EXERCISE: Transcribe each record as written.

DATA PROVIDED:
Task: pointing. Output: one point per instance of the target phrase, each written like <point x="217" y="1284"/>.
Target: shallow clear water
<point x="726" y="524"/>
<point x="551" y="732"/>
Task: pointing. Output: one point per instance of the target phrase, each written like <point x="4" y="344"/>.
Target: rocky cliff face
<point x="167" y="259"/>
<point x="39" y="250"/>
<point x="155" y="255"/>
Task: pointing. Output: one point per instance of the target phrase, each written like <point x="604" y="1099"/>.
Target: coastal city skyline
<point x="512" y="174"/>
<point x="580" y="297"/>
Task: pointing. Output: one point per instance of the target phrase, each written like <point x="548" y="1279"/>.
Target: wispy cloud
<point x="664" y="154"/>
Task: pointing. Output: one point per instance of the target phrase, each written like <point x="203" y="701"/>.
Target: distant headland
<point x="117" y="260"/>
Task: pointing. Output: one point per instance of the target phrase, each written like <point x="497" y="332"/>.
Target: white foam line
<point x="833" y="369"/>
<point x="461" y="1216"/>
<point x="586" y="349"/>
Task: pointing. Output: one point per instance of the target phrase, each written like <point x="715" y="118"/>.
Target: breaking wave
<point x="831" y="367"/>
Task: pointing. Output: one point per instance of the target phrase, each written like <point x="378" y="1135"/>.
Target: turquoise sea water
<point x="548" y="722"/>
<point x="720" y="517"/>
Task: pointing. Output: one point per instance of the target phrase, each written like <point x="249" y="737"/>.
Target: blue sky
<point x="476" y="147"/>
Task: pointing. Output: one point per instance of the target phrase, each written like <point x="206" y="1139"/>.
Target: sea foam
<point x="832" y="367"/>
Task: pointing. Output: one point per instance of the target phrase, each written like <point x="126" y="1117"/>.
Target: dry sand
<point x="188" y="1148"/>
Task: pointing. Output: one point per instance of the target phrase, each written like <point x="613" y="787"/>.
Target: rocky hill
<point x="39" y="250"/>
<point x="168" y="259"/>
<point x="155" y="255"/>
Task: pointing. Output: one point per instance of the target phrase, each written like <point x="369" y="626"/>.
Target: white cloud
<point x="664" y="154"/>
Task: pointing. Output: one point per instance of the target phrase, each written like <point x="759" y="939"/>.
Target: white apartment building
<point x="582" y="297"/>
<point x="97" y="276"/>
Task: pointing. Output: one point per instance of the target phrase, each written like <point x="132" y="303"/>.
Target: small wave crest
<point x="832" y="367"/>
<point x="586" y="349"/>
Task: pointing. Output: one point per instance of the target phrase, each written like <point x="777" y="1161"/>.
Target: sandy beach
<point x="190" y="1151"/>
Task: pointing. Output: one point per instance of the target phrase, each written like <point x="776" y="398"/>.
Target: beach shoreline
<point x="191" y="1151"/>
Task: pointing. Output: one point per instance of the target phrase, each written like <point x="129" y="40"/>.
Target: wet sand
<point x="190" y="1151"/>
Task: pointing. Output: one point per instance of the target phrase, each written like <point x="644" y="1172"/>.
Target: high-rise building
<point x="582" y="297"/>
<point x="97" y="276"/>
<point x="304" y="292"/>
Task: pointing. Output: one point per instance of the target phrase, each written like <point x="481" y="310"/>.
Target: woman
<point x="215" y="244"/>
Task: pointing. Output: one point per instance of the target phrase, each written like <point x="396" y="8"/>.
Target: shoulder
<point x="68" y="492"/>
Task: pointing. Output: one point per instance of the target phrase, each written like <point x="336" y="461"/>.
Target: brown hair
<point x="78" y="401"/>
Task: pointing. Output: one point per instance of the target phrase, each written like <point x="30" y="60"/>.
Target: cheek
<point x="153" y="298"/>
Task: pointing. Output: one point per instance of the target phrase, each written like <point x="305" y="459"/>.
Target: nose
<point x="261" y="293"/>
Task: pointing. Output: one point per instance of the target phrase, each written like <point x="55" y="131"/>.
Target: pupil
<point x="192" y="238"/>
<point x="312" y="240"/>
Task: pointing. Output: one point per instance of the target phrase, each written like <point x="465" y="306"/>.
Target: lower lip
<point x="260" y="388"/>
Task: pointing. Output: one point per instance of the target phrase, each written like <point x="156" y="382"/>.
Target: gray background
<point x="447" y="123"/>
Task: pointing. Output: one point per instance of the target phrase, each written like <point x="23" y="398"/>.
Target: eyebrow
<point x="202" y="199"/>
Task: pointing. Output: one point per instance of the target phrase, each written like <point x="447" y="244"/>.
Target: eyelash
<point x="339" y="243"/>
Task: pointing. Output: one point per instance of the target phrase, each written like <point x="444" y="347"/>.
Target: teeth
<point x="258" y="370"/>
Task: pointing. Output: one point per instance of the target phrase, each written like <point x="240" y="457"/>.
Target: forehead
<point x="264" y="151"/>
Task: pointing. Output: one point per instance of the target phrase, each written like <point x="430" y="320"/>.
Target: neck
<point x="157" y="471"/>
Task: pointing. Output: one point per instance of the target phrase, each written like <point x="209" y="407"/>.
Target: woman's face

OUTPUT OF THE TASK:
Task: pointing. Output: one point per instance of the target phrase, each written like <point x="217" y="1284"/>.
Target: shallow clear water
<point x="726" y="524"/>
<point x="551" y="732"/>
Task: pointing. Output: one point per instance of the target phrase, each written like <point x="4" y="344"/>.
Target: rocky cliff face
<point x="167" y="259"/>
<point x="39" y="250"/>
<point x="155" y="255"/>
Task: pointing. Output: one point per instance of the target phrase, each written like <point x="604" y="1099"/>.
Target: coastal city skyline
<point x="512" y="174"/>
<point x="580" y="297"/>
Task: pointing. Output: one point per instance of the target phrase, each written like <point x="548" y="1279"/>.
Target: wispy cloud
<point x="664" y="154"/>
Task: pointing. Output: one point per instance of the target phrase, each written like <point x="203" y="701"/>.
Target: distant headland
<point x="117" y="260"/>
Task: pointing. Output: one point per instance of the target phrase, each written like <point x="497" y="332"/>.
Target: white foam line
<point x="833" y="369"/>
<point x="461" y="1216"/>
<point x="586" y="349"/>
Task: pointing. Output: one point per instance of the target phrase, each written like <point x="715" y="118"/>.
Target: breaking wave
<point x="831" y="367"/>
Task: pointing. Output: one point per instance of the target phrase, each written like <point x="378" y="1135"/>.
Target: turquoise sea water
<point x="548" y="722"/>
<point x="720" y="517"/>
Task: pointing. Output: one point per instance of the target phrase, each written like <point x="249" y="737"/>.
Target: blue sky
<point x="476" y="147"/>
Task: pointing. Output: one point per instance of the target phrase, each written like <point x="206" y="1139"/>.
Target: sea foam
<point x="832" y="367"/>
Task: pointing. Output: one point per instance of the target phrase, each written like <point x="126" y="1117"/>.
Target: dry sand
<point x="188" y="1148"/>
Task: pointing. Output: one point per instance of the target phrase, each written like <point x="613" y="787"/>.
Target: rocky hill
<point x="39" y="250"/>
<point x="168" y="259"/>
<point x="155" y="255"/>
Task: pointing. Output: one point per instance of the target phrase, each written like <point x="369" y="626"/>.
Target: white cloud
<point x="664" y="154"/>
Task: pointing. Output: one point per instance of the target phrase, each written like <point x="759" y="939"/>.
Target: white apartment building
<point x="582" y="297"/>
<point x="97" y="276"/>
Task: pointing. Output: one point per instance of the target phrase, each written like <point x="132" y="303"/>.
Target: small wave crest
<point x="832" y="367"/>
<point x="586" y="349"/>
Task: pointing. Output: one point per instance of the target phrase, each written like <point x="777" y="1161"/>.
Target: sandy beach
<point x="190" y="1151"/>
Task: pointing. Output: one point per instance of the target phrase, each written like <point x="776" y="398"/>.
Target: beach shoreline
<point x="191" y="1151"/>
Task: pointing. Output: one point per instance of the target phrase, each written like <point x="129" y="40"/>.
Target: wet sand
<point x="190" y="1151"/>
Task: pointing. Output: one point per instance of the target phrase, each written like <point x="644" y="1172"/>.
Target: high-rise building
<point x="582" y="297"/>
<point x="97" y="276"/>
<point x="304" y="292"/>
Task: pointing. Output: one point per instance of the target phrase, each written like <point x="481" y="310"/>.
Target: woman
<point x="215" y="244"/>
Task: pointing. Output: one point per instance of the target phrase, each written like <point x="396" y="8"/>.
Target: shoulder
<point x="68" y="492"/>
Task: pointing. Output: one point per instance of the target phrase, each written like <point x="336" y="461"/>.
Target: brown hair
<point x="78" y="401"/>
Task: pointing. Output: one point per instance of the target phrase, each written like <point x="30" y="60"/>.
Target: cheek
<point x="153" y="298"/>
Task: pointing. Output: one point per instance of the target phrase, each written like <point x="305" y="459"/>.
Target: nose
<point x="261" y="293"/>
Task: pointing. Output: one point per instance of the target phrase, each written like <point x="55" y="131"/>.
Target: pupil
<point x="192" y="238"/>
<point x="312" y="240"/>
Task: pointing. Output: one point per instance of the target phrase, each written like <point x="465" y="306"/>.
Target: lower lip
<point x="260" y="388"/>
Task: pointing. Output: one point per instance of the target phrase, each written like <point x="156" y="382"/>.
Target: gray background
<point x="447" y="123"/>
Task: pointing. Output: one point per instance of the target phrase, each written like <point x="23" y="398"/>.
Target: eyebrow
<point x="202" y="199"/>
Task: pointing. Output: one point per instance of the target phrase, each written like <point x="447" y="244"/>.
Target: eyelash
<point x="339" y="243"/>
Task: pointing. Output: one point per instance of the target phrase, each written like <point x="444" y="347"/>.
Target: teeth
<point x="258" y="370"/>
Task: pointing. Output: one point per instance of the target phrase, each written like <point x="240" y="457"/>.
Target: forehead
<point x="264" y="151"/>
Task: pointing. Output: one point per instance of the target phrase, each written like <point x="430" y="320"/>.
Target: neck
<point x="157" y="471"/>
Task: pointing. Output: one point per instance of the target phrase, each written like <point x="209" y="407"/>.
Target: woman's face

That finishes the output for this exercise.